Instructions to follow
Can you rewrite the data from its first line through the line containing "rough mask: <svg", changing every "clicks" to "points" and leaving everything else as is?

Records provided
==*==

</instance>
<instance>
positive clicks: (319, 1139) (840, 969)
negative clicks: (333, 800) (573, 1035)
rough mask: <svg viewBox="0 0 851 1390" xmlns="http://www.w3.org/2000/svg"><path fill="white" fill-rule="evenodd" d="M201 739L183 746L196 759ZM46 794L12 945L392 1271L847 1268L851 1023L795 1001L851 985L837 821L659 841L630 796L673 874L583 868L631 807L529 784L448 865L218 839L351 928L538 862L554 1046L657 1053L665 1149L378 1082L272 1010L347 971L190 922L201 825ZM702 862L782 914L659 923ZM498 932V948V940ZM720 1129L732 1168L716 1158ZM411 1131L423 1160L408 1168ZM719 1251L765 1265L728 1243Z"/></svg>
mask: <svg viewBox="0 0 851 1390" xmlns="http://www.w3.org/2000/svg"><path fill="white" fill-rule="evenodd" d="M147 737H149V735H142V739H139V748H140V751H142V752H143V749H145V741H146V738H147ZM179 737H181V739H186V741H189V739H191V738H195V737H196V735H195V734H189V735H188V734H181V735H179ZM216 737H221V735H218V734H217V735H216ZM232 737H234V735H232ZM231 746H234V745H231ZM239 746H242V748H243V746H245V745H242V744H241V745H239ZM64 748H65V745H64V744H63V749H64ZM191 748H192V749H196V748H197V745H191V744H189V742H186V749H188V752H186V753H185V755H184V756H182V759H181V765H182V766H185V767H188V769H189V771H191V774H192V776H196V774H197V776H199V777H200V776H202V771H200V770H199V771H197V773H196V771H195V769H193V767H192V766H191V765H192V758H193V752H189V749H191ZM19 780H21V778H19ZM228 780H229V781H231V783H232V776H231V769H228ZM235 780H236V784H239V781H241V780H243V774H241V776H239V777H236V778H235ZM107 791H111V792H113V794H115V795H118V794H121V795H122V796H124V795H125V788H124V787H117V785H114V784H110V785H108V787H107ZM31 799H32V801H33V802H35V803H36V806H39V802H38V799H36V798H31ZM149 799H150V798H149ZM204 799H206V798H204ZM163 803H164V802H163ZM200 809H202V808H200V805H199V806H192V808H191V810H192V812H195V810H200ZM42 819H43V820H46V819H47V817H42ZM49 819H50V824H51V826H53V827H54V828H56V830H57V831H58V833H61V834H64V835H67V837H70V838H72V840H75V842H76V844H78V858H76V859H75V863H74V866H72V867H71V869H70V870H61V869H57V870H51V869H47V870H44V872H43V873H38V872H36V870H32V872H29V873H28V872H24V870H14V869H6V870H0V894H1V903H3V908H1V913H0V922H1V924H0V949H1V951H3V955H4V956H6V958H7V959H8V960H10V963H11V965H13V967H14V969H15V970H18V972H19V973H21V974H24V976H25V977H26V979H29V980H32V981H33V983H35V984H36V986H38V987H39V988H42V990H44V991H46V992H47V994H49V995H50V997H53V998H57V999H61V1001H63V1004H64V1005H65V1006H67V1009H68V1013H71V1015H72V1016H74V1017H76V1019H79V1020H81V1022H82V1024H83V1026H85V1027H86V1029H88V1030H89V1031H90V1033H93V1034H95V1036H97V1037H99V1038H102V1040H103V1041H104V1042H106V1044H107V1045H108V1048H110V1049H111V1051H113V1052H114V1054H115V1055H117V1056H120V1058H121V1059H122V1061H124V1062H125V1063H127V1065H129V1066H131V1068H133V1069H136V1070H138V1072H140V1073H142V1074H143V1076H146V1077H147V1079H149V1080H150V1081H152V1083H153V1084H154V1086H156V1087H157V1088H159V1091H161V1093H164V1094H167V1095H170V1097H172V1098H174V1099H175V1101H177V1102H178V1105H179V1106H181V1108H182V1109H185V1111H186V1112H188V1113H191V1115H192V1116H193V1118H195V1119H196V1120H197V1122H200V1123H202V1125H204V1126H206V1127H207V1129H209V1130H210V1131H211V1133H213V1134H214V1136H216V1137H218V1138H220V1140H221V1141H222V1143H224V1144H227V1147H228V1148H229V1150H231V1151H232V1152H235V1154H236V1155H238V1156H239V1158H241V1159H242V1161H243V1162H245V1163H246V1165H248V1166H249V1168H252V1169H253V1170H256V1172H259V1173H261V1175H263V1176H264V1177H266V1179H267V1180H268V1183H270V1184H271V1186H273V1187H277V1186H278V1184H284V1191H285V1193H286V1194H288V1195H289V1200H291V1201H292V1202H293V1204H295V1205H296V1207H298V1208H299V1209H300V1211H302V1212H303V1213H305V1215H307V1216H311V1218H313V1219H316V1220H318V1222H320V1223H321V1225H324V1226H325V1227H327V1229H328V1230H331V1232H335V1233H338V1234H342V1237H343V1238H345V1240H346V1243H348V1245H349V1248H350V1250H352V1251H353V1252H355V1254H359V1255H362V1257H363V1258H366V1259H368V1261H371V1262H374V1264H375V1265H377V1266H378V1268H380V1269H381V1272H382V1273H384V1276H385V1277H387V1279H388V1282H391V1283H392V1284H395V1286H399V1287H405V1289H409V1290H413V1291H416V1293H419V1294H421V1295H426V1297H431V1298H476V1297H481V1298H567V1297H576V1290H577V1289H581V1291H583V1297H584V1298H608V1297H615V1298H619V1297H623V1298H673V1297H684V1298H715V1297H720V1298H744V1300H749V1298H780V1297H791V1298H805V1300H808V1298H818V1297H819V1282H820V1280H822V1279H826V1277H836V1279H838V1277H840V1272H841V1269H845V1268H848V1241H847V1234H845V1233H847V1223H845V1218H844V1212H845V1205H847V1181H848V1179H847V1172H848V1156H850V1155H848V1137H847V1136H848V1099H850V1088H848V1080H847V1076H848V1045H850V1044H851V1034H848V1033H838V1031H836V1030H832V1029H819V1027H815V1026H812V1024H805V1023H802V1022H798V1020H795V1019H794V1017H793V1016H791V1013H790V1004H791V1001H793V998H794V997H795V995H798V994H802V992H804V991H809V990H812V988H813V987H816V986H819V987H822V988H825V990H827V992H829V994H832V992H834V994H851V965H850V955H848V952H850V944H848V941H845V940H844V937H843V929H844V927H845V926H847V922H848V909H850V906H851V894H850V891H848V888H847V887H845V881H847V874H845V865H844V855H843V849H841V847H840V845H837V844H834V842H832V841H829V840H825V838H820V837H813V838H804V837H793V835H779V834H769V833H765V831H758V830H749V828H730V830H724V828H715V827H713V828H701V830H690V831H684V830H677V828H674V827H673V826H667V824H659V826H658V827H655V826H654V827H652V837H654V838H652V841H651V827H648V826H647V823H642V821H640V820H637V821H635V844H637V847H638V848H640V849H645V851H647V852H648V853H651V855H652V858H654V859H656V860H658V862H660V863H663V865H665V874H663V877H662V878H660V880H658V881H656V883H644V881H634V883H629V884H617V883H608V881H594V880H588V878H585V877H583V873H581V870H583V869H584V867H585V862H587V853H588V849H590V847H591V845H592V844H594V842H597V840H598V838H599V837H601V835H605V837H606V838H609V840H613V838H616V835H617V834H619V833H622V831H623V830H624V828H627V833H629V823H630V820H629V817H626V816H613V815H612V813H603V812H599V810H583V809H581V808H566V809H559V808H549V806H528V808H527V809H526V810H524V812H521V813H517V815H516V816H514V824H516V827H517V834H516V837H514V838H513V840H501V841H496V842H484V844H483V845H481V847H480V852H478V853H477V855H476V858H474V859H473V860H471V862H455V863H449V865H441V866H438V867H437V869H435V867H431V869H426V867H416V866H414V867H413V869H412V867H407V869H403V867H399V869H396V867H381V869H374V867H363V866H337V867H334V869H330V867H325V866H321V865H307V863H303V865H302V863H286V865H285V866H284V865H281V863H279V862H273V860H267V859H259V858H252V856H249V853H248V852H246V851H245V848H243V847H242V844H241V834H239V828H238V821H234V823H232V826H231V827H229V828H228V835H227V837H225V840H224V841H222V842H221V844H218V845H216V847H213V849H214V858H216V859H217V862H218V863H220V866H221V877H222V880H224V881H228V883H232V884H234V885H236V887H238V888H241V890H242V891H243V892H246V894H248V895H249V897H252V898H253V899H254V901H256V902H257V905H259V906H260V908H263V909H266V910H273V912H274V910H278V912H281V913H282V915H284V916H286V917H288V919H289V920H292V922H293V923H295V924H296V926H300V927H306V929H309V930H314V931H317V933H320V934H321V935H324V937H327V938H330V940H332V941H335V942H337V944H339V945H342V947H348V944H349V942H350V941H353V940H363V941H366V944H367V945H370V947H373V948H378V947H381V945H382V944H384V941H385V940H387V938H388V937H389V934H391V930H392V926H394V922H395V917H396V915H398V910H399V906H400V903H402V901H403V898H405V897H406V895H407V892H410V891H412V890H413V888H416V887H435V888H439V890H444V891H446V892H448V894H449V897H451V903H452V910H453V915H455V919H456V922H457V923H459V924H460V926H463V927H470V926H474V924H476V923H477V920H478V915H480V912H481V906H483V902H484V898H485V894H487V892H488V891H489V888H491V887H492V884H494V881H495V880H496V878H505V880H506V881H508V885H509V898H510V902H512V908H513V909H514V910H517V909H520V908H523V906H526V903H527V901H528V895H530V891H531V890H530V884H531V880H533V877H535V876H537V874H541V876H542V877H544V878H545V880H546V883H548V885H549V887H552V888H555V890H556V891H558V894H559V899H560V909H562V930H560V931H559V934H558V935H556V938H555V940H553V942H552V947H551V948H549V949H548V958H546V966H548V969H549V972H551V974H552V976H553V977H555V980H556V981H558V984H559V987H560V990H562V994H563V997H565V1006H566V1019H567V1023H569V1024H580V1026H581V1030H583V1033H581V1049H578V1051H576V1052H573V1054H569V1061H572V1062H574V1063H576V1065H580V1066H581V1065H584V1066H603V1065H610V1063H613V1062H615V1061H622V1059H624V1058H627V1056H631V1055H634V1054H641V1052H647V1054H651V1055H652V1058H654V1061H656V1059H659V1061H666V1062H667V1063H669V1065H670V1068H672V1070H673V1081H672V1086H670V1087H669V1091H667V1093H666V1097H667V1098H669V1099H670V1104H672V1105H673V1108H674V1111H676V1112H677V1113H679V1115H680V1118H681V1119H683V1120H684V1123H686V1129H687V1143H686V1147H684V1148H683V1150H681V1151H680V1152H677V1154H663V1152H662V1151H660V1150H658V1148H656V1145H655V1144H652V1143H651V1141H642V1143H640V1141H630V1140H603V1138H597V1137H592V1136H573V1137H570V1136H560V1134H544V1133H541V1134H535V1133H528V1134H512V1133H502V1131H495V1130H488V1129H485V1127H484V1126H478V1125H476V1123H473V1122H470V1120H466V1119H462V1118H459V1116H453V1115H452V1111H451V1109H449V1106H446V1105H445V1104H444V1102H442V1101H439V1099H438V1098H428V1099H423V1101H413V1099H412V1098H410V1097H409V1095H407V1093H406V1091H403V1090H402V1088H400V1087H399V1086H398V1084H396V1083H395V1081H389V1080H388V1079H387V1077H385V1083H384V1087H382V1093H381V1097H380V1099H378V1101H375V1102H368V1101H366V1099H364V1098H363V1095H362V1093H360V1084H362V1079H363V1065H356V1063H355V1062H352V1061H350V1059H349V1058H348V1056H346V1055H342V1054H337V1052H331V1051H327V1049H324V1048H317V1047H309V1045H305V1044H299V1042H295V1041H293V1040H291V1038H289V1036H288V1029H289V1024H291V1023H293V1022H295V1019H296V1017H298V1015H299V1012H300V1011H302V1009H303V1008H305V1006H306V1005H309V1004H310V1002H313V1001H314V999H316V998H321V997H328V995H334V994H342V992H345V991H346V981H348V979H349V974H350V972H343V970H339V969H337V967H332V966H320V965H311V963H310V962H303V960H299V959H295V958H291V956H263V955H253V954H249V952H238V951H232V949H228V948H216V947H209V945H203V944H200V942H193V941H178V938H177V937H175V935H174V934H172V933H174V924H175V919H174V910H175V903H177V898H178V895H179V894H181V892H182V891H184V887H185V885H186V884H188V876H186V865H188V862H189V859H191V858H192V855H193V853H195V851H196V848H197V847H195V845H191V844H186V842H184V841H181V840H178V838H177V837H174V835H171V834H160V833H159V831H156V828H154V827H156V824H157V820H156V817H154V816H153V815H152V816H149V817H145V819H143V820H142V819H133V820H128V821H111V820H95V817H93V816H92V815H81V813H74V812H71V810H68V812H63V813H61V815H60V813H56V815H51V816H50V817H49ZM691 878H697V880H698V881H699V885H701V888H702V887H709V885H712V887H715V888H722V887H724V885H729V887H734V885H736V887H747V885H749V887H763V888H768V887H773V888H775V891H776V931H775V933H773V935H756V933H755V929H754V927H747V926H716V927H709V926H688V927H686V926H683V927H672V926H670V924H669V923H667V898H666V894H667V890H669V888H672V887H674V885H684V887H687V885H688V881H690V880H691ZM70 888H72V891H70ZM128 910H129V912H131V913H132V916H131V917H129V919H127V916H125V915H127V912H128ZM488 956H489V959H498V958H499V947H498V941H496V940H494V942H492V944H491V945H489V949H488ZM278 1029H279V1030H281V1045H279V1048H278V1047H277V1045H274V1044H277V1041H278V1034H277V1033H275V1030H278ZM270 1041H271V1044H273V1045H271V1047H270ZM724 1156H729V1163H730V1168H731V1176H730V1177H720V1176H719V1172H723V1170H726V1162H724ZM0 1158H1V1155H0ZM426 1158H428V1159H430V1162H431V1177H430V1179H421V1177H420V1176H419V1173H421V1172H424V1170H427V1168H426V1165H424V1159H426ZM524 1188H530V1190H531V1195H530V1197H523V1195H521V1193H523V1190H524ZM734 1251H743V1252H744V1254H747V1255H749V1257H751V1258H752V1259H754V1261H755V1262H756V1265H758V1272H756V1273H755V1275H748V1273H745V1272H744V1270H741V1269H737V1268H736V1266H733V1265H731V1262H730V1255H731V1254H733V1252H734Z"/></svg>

==*==

Written answer
</instance>
<instance>
positive points: (319, 1139) (840, 969)
negative points: (333, 800) (573, 1035)
rough mask: <svg viewBox="0 0 851 1390" xmlns="http://www.w3.org/2000/svg"><path fill="white" fill-rule="evenodd" d="M201 739L183 746L196 759ZM46 794L12 945L392 1271L847 1268L851 1023L795 1001L851 985L837 821L659 841L630 796L673 874L583 868L631 807L529 784L448 865L218 839L351 928L538 862L554 1046L657 1053L665 1149L378 1082L272 1010L347 971L190 922L201 825ZM702 862L782 914L659 923ZM498 932V948V940ZM720 1129L732 1168L716 1158ZM411 1131L423 1160L408 1168ZM719 1251L765 1265L728 1243Z"/></svg>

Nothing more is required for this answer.